◆ STATED TASK
Reproduce every one of the rows below verbatim, keeping each line and coordinate unchanged.

◆ SUPPLIED ENTRIES
▬▬▬▬▬▬
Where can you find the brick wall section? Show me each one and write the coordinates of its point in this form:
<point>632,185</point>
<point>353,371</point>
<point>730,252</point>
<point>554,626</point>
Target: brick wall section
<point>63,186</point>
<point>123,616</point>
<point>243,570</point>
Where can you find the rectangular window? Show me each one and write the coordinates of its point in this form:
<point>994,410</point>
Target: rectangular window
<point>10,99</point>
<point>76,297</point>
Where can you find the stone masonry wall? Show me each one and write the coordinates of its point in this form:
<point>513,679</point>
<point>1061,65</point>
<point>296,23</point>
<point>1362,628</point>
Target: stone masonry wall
▬▬▬▬▬▬
◆ FINISHED EXERCISE
Where can you find the brick wall section? Show me each one and write the coordinates of its point in this form:
<point>632,185</point>
<point>353,371</point>
<point>730,252</point>
<point>554,626</point>
Target: brick wall section
<point>63,186</point>
<point>123,616</point>
<point>243,570</point>
Where can you find the rectangular window? Show me each one and write the coordinates of its point in this form:
<point>994,410</point>
Target: rectangular window
<point>10,99</point>
<point>76,297</point>
Where can you find the stone masonry wall? Show me each one and write the coordinates of its point in this form:
<point>513,679</point>
<point>1061,65</point>
<point>296,23</point>
<point>1362,628</point>
Target: stone masonry wall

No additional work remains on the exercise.